Passage shown:

Correction: while the Board of Regents spent what seems like an inordinate amount of money ($156,000) to make an in-house hire for SDSU’s next president, they did not spend some of that money on renting their own SDSU Performing Arts Center for the announcement.

Angela Kennecke reported that rental expense in her original May 9 report on the $156K president hunt. She made it sound like the Regents themselves had listed that cost as fact:

Nearly two weeks after KELOLAND News submitted a public records request to the Board of Regents asking for records of all expenses involved in the search for the new SDSU President, including the use of the State plane, as it was used in that search, we got an email from the State which broke down the various ways the $156,000 was spent:

  • Travel to meetings, interviews, and the announcement of the new president.  That includes use of the State plane for regents, staff and members of the search committee.
  • Rent of SDSU’s Performing Arts Center to make the announcement, as well as for a meal and lodging costs… [Angela Kennecke, “SDSU President Search Tab to Taxpayer: $156,000,” KELO-TV, 2016.05.09].

Kennecke corrects that error in the last paragraph of her follow-up story today:

In its original email to KELOLAND News, the Board of Regents told us that some of the $156,000 went to location event rental, but would not specify what that meant.  The only event we knew about was the announcement of Dunn’s appointment at the SDSU Performing Arts Center.  However, with this information, we now know that that event rental was for the hotel location to interview the finalists for the job in Sioux Falls [Angela Kennecke, “Breakdown of Expenses in SDSU President Search; $15,000 for Use of State Plane,” KELO-TV, 2016.05.17].

Extracted information:

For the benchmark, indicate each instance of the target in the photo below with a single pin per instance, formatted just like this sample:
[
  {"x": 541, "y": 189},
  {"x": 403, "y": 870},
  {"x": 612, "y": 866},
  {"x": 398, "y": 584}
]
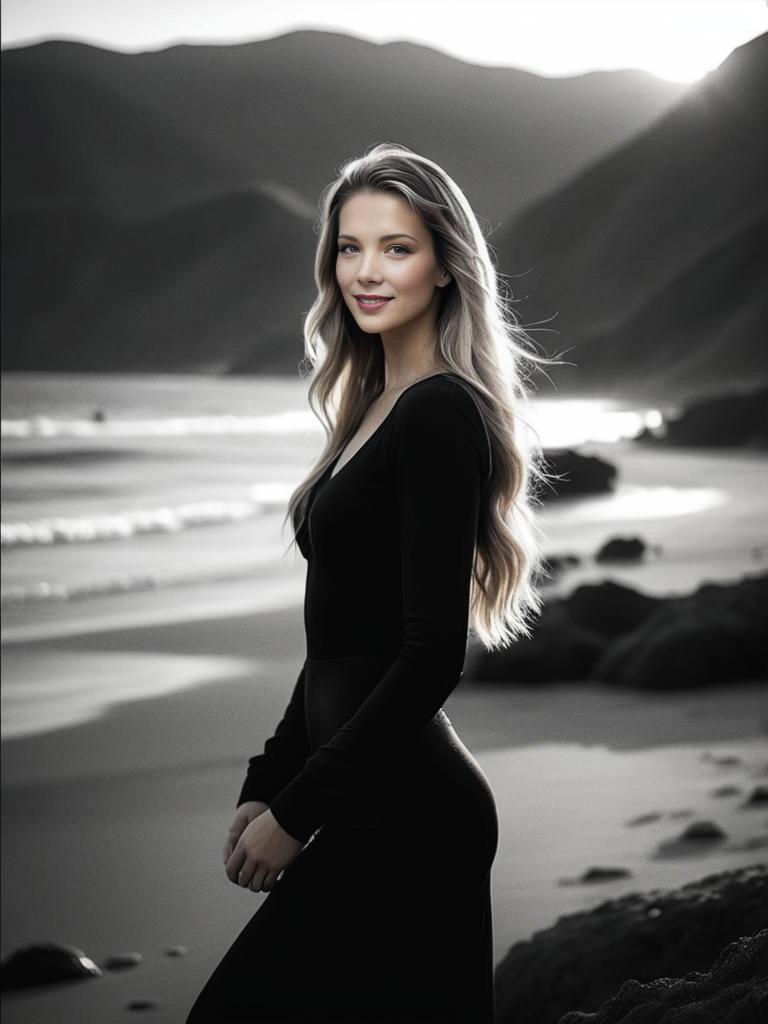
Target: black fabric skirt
[{"x": 385, "y": 915}]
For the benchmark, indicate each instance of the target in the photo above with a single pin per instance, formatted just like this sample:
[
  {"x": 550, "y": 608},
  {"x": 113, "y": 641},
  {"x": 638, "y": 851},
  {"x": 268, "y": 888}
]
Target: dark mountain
[
  {"x": 655, "y": 258},
  {"x": 198, "y": 288},
  {"x": 143, "y": 131},
  {"x": 158, "y": 208}
]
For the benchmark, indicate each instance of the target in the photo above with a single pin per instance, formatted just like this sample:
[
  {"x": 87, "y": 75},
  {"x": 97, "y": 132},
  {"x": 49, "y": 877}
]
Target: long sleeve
[
  {"x": 439, "y": 463},
  {"x": 285, "y": 752}
]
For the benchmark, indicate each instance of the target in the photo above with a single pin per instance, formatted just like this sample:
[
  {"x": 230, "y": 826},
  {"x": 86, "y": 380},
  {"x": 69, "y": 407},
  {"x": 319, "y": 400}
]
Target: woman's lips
[{"x": 371, "y": 307}]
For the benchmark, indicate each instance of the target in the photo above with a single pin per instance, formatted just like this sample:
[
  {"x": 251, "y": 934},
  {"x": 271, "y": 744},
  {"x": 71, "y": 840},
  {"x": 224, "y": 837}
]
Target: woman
[{"x": 366, "y": 818}]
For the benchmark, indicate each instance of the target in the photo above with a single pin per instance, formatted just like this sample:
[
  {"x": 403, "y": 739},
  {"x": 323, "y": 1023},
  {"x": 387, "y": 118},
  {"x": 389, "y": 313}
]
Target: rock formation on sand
[
  {"x": 733, "y": 991},
  {"x": 584, "y": 957}
]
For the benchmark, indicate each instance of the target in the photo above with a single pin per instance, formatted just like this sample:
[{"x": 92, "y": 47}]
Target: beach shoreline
[{"x": 138, "y": 826}]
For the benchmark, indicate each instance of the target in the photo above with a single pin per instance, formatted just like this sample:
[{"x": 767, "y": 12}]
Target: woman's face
[{"x": 386, "y": 250}]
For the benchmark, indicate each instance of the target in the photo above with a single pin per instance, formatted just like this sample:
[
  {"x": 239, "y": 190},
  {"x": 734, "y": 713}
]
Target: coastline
[{"x": 138, "y": 825}]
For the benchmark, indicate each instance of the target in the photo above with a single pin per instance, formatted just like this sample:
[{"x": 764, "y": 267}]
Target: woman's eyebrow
[{"x": 384, "y": 238}]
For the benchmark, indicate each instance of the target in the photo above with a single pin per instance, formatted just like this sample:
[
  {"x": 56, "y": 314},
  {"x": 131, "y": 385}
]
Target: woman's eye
[{"x": 350, "y": 245}]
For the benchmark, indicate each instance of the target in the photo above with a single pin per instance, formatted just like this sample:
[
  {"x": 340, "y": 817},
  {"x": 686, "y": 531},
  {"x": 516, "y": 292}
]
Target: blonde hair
[{"x": 479, "y": 340}]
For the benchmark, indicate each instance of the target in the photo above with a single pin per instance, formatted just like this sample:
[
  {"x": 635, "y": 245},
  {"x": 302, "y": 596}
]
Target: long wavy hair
[{"x": 479, "y": 340}]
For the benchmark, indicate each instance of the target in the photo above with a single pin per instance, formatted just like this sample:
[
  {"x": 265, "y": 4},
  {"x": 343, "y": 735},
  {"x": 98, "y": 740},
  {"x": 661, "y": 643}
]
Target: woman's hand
[
  {"x": 246, "y": 813},
  {"x": 263, "y": 850}
]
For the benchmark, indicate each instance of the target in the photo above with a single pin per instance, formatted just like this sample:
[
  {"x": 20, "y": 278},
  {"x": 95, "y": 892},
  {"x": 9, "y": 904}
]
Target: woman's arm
[
  {"x": 285, "y": 753},
  {"x": 439, "y": 466}
]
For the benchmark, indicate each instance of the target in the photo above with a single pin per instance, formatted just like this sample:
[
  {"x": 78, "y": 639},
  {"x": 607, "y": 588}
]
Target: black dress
[{"x": 385, "y": 914}]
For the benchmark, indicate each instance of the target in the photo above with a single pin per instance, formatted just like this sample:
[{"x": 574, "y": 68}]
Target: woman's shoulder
[
  {"x": 442, "y": 409},
  {"x": 445, "y": 396}
]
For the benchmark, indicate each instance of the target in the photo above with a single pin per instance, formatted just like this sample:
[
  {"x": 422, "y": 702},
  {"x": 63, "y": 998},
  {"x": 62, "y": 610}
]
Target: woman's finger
[
  {"x": 256, "y": 881},
  {"x": 235, "y": 863},
  {"x": 269, "y": 880},
  {"x": 245, "y": 875}
]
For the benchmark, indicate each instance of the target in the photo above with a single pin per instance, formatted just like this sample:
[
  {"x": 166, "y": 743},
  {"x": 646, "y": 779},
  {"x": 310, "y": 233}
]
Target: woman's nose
[{"x": 368, "y": 268}]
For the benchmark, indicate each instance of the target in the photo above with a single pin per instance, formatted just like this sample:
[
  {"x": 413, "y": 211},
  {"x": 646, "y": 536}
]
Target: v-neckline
[{"x": 332, "y": 474}]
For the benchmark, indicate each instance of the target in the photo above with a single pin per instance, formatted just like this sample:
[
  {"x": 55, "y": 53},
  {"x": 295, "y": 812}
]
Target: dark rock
[
  {"x": 751, "y": 843},
  {"x": 581, "y": 474},
  {"x": 704, "y": 829},
  {"x": 758, "y": 797},
  {"x": 610, "y": 608},
  {"x": 583, "y": 958},
  {"x": 718, "y": 634},
  {"x": 644, "y": 819},
  {"x": 557, "y": 649},
  {"x": 734, "y": 990},
  {"x": 593, "y": 875},
  {"x": 609, "y": 633},
  {"x": 726, "y": 791},
  {"x": 622, "y": 549},
  {"x": 721, "y": 421},
  {"x": 553, "y": 566},
  {"x": 119, "y": 962},
  {"x": 698, "y": 836},
  {"x": 46, "y": 964}
]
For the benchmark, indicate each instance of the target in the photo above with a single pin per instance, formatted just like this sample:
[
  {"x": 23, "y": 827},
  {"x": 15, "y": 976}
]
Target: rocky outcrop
[
  {"x": 580, "y": 474},
  {"x": 733, "y": 991},
  {"x": 720, "y": 421},
  {"x": 584, "y": 957},
  {"x": 610, "y": 633},
  {"x": 46, "y": 964}
]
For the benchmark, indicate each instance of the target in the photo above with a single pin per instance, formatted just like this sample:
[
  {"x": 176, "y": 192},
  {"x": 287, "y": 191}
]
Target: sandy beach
[
  {"x": 114, "y": 845},
  {"x": 128, "y": 719}
]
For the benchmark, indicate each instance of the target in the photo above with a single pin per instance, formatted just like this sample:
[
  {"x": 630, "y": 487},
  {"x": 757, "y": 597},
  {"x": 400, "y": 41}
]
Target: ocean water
[
  {"x": 137, "y": 500},
  {"x": 116, "y": 483}
]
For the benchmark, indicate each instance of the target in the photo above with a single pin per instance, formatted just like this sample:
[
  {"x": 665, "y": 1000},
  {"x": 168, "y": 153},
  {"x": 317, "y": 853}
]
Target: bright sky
[{"x": 679, "y": 40}]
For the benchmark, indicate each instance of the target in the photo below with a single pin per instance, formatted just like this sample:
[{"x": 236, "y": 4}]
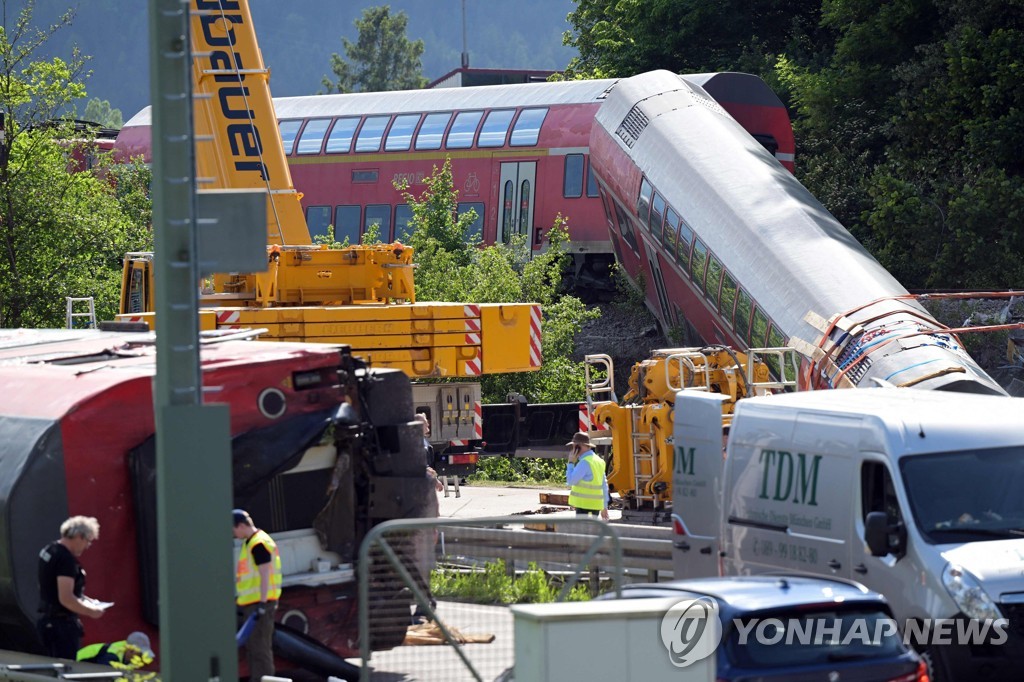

Aim of the exercise: Revise the passage on the SDSU president search, starting with "Nearly two weeks" and going on through "the search committee.", so that "State plane" becomes "state aircraft".

Answer to this problem:
Nearly two weeks after KELOLAND News submitted a public records request to the Board of Regents asking for records of all expenses involved in the search for the new SDSU President, including the use of the state aircraft, as it was used in that search, we got an email from the State which broke down the various ways the $156,000 was spent:

  • Travel to meetings, interviews, and the announcement of the new president.  That includes use of the state aircraft for regents, staff and members of the search committee.